■ Instructions for the task
Each line from the one containing "Expected: a single pin indicated on each instance of the shrub" through the end of the entries below must be output exactly; no other line belongs.

■ Given records
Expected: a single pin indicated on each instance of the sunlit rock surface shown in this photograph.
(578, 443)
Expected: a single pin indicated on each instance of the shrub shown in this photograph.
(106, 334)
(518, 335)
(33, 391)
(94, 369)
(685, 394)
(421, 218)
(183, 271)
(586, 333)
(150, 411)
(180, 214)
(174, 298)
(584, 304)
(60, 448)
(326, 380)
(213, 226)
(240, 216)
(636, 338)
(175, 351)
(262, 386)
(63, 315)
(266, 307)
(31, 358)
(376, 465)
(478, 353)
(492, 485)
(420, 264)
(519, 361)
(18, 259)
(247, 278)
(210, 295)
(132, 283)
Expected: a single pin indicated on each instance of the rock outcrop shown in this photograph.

■ Reply to the task
Expected: a single pin indicated on each instance of the shrub shown in this photograph.
(106, 334)
(518, 335)
(33, 391)
(94, 369)
(685, 394)
(421, 218)
(183, 271)
(586, 333)
(150, 411)
(180, 214)
(174, 298)
(584, 304)
(60, 448)
(326, 380)
(213, 226)
(240, 216)
(636, 338)
(175, 351)
(262, 386)
(63, 315)
(266, 307)
(31, 358)
(376, 465)
(478, 353)
(492, 485)
(420, 264)
(519, 361)
(18, 259)
(247, 278)
(210, 295)
(132, 283)
Expected: a single pin indicated on each instance of the rock outcrop shown in this photograph.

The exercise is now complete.